#### [Task item]
From the entries below, transcribe exactly the lines between the line holding "find the river water" and the line holding "find the woman's smiling face", inclusive; skip all other lines.

#### [Supplied material]

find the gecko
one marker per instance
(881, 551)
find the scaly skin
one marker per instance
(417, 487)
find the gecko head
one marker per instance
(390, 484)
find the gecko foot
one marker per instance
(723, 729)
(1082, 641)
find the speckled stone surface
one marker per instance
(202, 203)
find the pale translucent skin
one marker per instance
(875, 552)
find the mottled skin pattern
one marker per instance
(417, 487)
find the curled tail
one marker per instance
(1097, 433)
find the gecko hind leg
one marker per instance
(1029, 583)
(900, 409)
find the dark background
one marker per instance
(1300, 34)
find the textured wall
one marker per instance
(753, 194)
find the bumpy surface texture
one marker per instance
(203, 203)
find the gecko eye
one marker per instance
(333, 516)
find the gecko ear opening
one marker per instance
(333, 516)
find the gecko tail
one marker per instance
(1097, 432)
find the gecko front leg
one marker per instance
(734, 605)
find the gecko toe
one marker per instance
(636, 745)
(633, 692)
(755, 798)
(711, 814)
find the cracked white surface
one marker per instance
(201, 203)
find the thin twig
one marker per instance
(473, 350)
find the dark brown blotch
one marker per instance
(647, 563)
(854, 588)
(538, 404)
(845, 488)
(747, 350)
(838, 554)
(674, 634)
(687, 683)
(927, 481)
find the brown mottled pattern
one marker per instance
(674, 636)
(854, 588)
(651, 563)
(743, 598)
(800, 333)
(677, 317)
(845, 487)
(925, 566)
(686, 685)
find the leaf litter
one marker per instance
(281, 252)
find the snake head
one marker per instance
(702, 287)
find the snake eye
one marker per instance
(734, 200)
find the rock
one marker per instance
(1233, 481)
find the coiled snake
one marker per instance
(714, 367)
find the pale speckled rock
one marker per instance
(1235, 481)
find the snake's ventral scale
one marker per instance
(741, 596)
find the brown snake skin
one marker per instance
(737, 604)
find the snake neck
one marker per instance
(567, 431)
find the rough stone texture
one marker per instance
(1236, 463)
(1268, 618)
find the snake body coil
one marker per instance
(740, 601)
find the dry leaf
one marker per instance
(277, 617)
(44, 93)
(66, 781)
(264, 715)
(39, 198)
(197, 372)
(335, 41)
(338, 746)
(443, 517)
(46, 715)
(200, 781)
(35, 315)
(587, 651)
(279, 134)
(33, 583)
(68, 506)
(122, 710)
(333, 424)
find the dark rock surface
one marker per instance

---

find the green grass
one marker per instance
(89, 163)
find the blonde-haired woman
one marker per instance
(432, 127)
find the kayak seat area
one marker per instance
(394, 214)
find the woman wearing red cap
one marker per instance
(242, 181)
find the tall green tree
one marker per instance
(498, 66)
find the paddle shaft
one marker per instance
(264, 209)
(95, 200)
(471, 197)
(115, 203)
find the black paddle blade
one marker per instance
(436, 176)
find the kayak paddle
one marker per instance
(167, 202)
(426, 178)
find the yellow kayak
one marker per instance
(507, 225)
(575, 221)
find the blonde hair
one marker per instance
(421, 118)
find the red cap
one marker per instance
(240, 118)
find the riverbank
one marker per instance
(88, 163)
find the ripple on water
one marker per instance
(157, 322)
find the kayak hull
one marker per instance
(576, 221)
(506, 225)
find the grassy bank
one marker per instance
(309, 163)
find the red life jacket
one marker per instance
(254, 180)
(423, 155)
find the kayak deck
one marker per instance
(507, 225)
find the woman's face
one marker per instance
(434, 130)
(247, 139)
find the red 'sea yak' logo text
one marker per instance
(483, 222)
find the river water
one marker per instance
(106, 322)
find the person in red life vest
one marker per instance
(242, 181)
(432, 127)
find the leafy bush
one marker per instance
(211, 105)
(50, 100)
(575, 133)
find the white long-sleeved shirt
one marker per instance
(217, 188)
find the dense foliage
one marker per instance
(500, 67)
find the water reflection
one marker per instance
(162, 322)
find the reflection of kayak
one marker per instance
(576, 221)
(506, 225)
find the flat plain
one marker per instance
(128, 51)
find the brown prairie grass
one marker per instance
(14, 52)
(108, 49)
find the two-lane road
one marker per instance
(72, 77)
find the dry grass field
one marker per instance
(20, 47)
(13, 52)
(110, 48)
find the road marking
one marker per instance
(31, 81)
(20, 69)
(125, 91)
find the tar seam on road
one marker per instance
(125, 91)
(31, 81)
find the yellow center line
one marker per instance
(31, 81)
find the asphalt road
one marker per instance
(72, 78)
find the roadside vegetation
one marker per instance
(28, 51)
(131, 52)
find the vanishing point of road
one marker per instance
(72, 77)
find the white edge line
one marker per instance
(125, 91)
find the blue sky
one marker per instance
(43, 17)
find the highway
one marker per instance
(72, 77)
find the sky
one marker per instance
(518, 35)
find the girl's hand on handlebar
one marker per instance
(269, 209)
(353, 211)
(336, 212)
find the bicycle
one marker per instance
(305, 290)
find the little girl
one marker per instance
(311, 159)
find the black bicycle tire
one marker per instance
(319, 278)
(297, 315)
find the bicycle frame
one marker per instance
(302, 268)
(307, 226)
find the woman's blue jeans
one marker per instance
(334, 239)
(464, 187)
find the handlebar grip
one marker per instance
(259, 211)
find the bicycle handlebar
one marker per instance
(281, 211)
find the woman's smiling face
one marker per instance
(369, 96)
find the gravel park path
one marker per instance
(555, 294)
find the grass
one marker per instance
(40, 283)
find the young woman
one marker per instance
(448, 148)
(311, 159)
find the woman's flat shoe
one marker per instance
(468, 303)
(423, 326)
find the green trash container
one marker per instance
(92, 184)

...

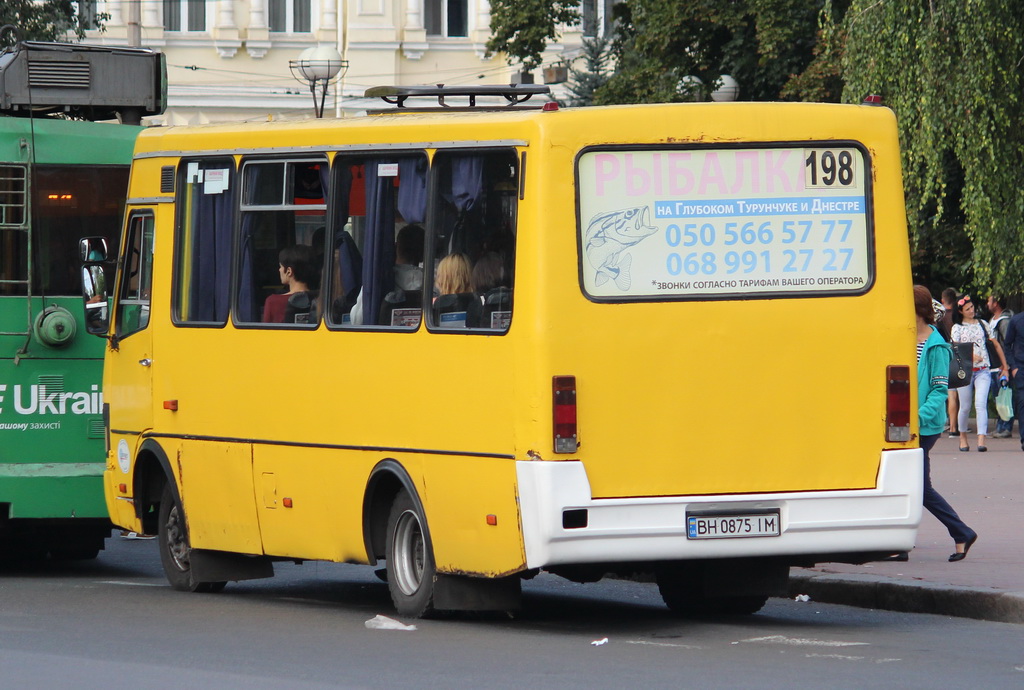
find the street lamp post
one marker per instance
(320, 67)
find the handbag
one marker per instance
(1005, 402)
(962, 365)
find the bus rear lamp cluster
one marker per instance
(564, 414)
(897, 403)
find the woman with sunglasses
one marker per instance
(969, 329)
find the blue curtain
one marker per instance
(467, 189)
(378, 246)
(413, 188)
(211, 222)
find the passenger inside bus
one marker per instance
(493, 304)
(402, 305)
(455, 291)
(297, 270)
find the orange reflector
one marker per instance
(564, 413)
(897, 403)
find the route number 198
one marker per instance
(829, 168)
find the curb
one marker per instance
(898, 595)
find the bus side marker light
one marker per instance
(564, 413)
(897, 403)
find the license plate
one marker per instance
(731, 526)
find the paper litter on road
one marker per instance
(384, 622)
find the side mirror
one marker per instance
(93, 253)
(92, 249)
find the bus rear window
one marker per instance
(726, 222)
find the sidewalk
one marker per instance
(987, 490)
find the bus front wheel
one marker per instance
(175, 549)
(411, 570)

#### [Response to this exercise]
find the river water
one marker per instance
(106, 322)
find the person in red life vest
one marker per instance
(242, 181)
(432, 127)
find the leafy bush
one marker per instance
(211, 105)
(50, 100)
(575, 133)
find the white long-sleeved shirt
one marker per instance
(217, 188)
find the dense foliage
one marker per instance
(500, 67)
find the water reflection
one marker per instance
(162, 322)
find the reflection of kayak
one marker per instance
(576, 221)
(506, 225)
find the flat plain
one marker per instance
(128, 51)
find the brown prairie grass
one marker per instance
(14, 52)
(108, 49)
find the two-lane road
one marker per instance
(72, 77)
find the dry grass field
one marker per instance
(20, 47)
(13, 52)
(110, 48)
find the road marking
one marker per instance
(31, 81)
(20, 69)
(125, 91)
find the tar seam on road
one marker per instance
(125, 91)
(31, 81)
find the yellow center line
one marker per instance
(31, 81)
find the asphalt road
one marker per instance
(72, 78)
find the roadside vegetation
one marker per instance
(28, 51)
(131, 52)
find the vanishing point of road
one marker per instance
(72, 77)
find the white edge line
one marker per instance
(125, 91)
find the blue sky
one marker per instance
(43, 17)
find the highway
one marker per instance
(72, 77)
find the sky
one marker per instance
(518, 35)
find the girl's hand on handlebar
one marker per instance
(269, 209)
(353, 211)
(336, 212)
find the bicycle
one marker per instance
(305, 290)
find the little girl
one marker per instance
(311, 159)
find the black bicycle tire
one marker per instance
(319, 278)
(297, 315)
find the bicycle frame
one marker per instance
(302, 268)
(307, 226)
find the woman's blue jeans
one marker per instance
(334, 239)
(464, 187)
find the handlebar grip
one marker per instance
(259, 211)
find the bicycle handlebar
one marker per instance
(281, 211)
find the woman's smiling face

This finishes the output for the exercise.